Dataset items
────

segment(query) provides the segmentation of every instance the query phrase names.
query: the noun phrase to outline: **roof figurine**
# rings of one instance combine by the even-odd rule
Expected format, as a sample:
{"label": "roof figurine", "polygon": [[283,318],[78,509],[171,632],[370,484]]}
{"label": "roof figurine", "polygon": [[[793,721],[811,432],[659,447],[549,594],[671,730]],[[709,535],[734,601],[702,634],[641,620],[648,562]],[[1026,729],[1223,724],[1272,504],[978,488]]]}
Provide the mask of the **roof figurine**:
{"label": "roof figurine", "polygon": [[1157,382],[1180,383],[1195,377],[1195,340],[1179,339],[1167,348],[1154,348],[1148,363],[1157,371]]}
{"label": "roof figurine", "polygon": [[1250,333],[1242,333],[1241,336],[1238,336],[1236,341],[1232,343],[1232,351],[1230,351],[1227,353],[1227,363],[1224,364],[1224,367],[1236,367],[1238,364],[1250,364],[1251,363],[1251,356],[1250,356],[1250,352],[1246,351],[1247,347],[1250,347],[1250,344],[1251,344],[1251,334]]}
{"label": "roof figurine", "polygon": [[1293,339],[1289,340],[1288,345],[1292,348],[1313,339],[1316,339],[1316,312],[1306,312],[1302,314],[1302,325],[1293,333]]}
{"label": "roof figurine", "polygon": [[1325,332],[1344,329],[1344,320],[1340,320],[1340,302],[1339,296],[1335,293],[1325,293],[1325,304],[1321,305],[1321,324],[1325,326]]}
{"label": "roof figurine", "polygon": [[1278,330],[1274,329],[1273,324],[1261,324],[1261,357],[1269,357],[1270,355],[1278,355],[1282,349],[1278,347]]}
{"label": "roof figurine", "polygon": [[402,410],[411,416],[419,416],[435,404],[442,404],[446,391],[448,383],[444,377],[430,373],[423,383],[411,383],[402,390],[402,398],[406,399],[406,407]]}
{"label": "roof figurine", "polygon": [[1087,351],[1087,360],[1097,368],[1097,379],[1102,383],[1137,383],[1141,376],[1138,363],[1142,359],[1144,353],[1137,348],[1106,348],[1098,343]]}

────

> Requirements:
Rewrite the records above, replacing every occurrence of "instance" with "object" and leaving all other text unchanged.

> Written response:
segment(query) provides the segmentation of every object the query phrase names.
query: the noun phrase to outline: **roof figurine**
# rings of one object combine by the even-odd rule
Expected format, as a sample:
{"label": "roof figurine", "polygon": [[283,318],[78,509],[171,632],[370,484]]}
{"label": "roof figurine", "polygon": [[[793,721],[811,432],[659,447],[549,594],[671,730]],[[709,535],[734,601],[702,634],[641,620],[648,562]],[[1026,729],[1223,724],[1272,504],[978,488]]]}
Provide the mask of the **roof figurine**:
{"label": "roof figurine", "polygon": [[1157,382],[1180,383],[1195,377],[1195,340],[1179,339],[1167,348],[1154,348],[1148,363],[1157,371]]}
{"label": "roof figurine", "polygon": [[1250,333],[1242,333],[1241,336],[1238,336],[1236,341],[1232,343],[1232,351],[1230,351],[1227,353],[1227,363],[1224,364],[1224,367],[1236,367],[1238,364],[1250,364],[1251,363],[1251,356],[1250,356],[1250,352],[1246,351],[1247,347],[1250,347],[1250,344],[1251,344],[1251,334]]}
{"label": "roof figurine", "polygon": [[1293,339],[1289,340],[1288,345],[1292,348],[1313,339],[1316,339],[1316,312],[1306,312],[1302,314],[1302,325],[1293,333]]}
{"label": "roof figurine", "polygon": [[1325,332],[1344,329],[1344,320],[1340,320],[1340,302],[1339,296],[1335,293],[1325,293],[1325,304],[1321,305],[1321,324],[1325,326]]}
{"label": "roof figurine", "polygon": [[1278,330],[1274,329],[1273,324],[1261,324],[1261,357],[1269,357],[1270,355],[1278,355],[1282,349],[1278,347]]}
{"label": "roof figurine", "polygon": [[402,410],[411,416],[419,416],[435,404],[442,404],[446,391],[448,383],[444,377],[430,373],[423,383],[411,383],[402,390],[402,398],[406,399],[406,407]]}
{"label": "roof figurine", "polygon": [[1087,351],[1087,360],[1097,368],[1097,379],[1102,383],[1137,383],[1141,376],[1138,363],[1142,359],[1144,353],[1137,348],[1106,348],[1098,343]]}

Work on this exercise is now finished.